Improving revenue cycle with data analysis and transparency

Legislative reforms, such as the Affordable Care Act's Medicaid expansion, combined with the transition to value-based care have created unique challenges for many providers across the nation. Baptist Health System, one of the largest health systems in Alabama with four hospital campuses, has experienced several major revenue setbacks as a result of these two major shifts. While the health system ultimately addressed the financial struggles with data analytics and new revenue cycle processes, the journey wasn’t without its challenges. '

Juggling Medicaid opt out
As a provider in one of the 19 states that does not plan to expand Medicaid at this time, Baptist suffered financially. In fall 2014, the Department of Health and Human Services reported that states which opted out of Medicaid expansion would see just a $1.5 billion decline (9 percent) in unpaid bills or charity care. This is a starkly lower figure than the predicted $4.2 billion decline (25 percent) in unpaid bills or charity care for the states that expanded Medicaid. Furthermore, a 2015 Moody's Investors Service report showed that hospitals in non-expansion states saw bad debt increase through 2014. The Medicaid opt-out left 100,000 enrollees across the state without coverage which had a ripple effect on Baptist and created significant reimbursement challenges for the health system.

The growing requirements of value-based care further compounded Baptists' new financial burden. Like many hospitals around the country, Baptist is still developing the capabilities required for taking on more risk-based contracts, such as an updated electronic health records (EHR) system, data analytics and revenue cycle automation. Prior to acquiring these technologies, Baptist’s revenue management team noticed a severe lack of credible data analysis. It was impossible to get anything beyond canned reports that reflected past data. Without the ability to conduct predictive analysis, senior leadership and the CFO questioned the validity of the revenue cycle financial data.

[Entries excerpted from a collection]
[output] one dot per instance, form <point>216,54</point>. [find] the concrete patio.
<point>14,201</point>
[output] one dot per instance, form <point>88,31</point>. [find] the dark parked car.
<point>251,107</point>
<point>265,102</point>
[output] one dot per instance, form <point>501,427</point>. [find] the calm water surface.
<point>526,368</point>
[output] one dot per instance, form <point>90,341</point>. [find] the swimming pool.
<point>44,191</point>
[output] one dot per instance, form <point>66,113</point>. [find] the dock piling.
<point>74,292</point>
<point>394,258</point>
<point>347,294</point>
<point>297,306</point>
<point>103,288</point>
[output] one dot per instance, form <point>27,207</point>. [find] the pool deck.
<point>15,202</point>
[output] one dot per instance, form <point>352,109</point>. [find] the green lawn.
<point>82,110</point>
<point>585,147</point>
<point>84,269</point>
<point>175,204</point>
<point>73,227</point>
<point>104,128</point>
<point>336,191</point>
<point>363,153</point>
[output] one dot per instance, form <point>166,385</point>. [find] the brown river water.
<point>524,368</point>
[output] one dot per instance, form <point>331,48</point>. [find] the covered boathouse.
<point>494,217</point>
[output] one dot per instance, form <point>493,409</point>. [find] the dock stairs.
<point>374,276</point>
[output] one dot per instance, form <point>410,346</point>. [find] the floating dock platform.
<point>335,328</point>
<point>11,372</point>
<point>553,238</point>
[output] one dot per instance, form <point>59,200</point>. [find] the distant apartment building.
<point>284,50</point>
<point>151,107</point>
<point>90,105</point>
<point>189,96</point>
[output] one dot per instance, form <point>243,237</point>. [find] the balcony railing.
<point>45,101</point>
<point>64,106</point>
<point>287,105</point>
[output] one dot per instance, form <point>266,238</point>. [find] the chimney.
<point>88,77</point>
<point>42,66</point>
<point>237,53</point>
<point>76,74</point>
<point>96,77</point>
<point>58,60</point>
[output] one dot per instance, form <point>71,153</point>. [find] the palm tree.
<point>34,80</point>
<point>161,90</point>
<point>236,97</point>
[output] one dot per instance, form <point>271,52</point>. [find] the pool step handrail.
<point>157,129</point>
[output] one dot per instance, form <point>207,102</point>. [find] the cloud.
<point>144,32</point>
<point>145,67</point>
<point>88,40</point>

**Using the information**
1 – Rewrite the part of the revenue cycle text starting at "Juggling Medicaid opt" and ending at "the health system.", replacing "Baptist" with "Baptist Health System" throughout.
2 – According to the revenue cycle text, how many hospital campuses does Baptist Health System have?
3 – Write the next part of the text on Baptist Health System's revenue cycle, picking up after its final sentence.

**Responses to the tasks**
1 –
Juggling Medicaid opt out
As a provider in one of the 19 states that does not plan to expand Medicaid at this time, Baptist Health System suffered financially. In fall 2014, the Department of Health and Human Services reported that states which opted out of Medicaid expansion would see just a $1.5 billion decline (9 percent) in unpaid bills or charity care. This is a starkly lower figure than the predicted $4.2 billion decline (25 percent) in unpaid bills or charity care for the states that expanded Medicaid. Furthermore, a 2015 Moody's Investors Service report showed that hospitals in non-expansion states saw bad debt increase through 2014. The Medicaid opt-out left 100,000 enrollees across the state without coverage which had a ripple effect on Baptist Health System and created significant reimbursement challenges for the health system.

2 – Four.

3 –
Analytics to provide data transparency
To improve revenue management and accounts receivable valuation, Baptist adopted an analytics solution that provided real-time insights into revenue cycle bottlenecks, delays and black hole accounts. With this visibility into the revenue cycle, Baptist could proactively trend A/R data, perform comparative benchmarking and drill down into patient accounts and transaction detail. Revenue cycle staff could thus pinpoint changes in trends, analyze root causes and quickly resolve problems before they arose.

For example, shortly after they deployed their new EHR system, Baptist's self-pay mix had risen from 22.3 percent to 28.95 percent. Using their analytics solution, Baptist was able to drill down into the root causes and learned that the emergency department was the primary driver for the increase and that a process flow caused patient access to miss a step when adding insurance. The revenue cycle team was then able to help the patient access team properly identify patient insurance, load that information into the patients' accounts, and submit the claims prior to the filing limit and before they saw an effect on AR days and cash flow. Baptist quickly translated changes in AR to net revenue and was able to reduce AR days from 47.1 in 2005 to 40.1 at the end of the 2014.

Recommendations for navigating the ever-shifting landscape
There are some best practices for providers who may be going through similar revenue cycle challenges:

•    Be confident in the data.
•    Take a scalable approach when possible.
•    Be ready for setbacks.

The questionable revenue cycle data was a major setback at Baptist. It put the revenue cycle team in a position of having to instill trust in the statistical information while also ensuring that the data was correct. The compounded challenges of trying to deal with the revenue difficulties of the Medicaid expansion opt-out while also transitioning into value-based care and converting to a new EHR was a demanding feat. Although it won't always be possible, taking a scalable approach to major system overhauls is ideal. And the ability to embrace challenges and bounce back quickly will be important as more changes and hurdles are bound to come in the long journey to value-based care.